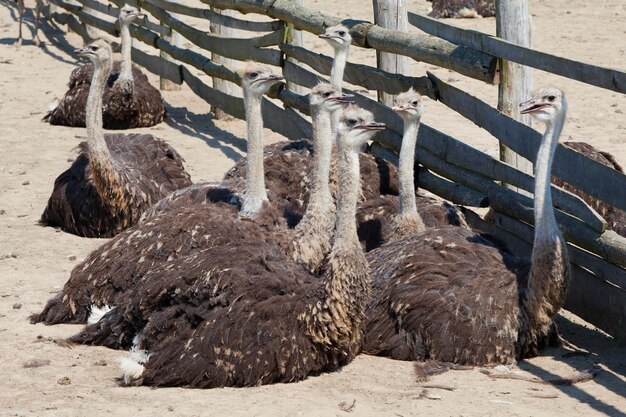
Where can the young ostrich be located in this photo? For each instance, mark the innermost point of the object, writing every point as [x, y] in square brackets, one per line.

---

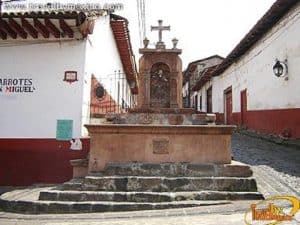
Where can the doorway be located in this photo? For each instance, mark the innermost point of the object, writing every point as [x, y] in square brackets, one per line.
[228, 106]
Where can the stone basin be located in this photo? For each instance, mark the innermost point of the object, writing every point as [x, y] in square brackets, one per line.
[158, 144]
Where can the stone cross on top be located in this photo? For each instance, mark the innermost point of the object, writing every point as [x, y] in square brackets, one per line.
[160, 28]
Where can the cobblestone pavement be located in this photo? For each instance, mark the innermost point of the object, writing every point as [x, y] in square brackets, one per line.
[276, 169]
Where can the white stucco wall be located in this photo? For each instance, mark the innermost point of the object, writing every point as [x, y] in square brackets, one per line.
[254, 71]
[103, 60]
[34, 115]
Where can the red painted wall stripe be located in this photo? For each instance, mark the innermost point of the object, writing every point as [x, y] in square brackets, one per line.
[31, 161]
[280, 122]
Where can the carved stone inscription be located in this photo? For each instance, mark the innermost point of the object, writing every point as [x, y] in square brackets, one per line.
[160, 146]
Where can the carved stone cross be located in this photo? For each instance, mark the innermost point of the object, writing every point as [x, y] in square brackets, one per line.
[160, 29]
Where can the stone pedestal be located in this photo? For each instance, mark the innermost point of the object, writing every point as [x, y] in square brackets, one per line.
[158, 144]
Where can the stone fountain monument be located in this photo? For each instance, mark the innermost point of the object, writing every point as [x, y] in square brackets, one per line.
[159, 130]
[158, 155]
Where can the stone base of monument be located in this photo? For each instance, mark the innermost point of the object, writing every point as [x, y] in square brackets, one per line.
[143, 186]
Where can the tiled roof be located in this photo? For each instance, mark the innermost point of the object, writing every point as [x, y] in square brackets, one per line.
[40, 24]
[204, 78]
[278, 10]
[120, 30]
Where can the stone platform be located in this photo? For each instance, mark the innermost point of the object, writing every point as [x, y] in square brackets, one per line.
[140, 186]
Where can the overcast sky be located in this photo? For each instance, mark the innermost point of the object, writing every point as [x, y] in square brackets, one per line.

TO DO> Recast the records from the line that contains "Where can the tiled" up to and including the line that contains "Where can the overcast" as a Markdown table with the columns Row and Line. Put each line in its own numbered row, and leave out blank lines.

SOLUTION FOR THIS TASK>
| Row | Line |
|---|---|
| 1 | Where can the tiled roof be located in this photo? For each instance, mark the innermost point of the object, writing every point as [x, y] in square brackets, one per line. |
| 2 | [40, 24] |
| 3 | [204, 78] |
| 4 | [278, 10] |
| 5 | [120, 30] |
| 6 | Where can the stone platform be located in this photo? For each instance, mark the innermost point of the object, writing every point as [x, y] in square brackets, one per line. |
| 7 | [140, 186] |
| 8 | Where can the overcast sky be located in this photo? For each instance, mark the innermost point of the object, writing every point as [x, y] in square brackets, one per line. |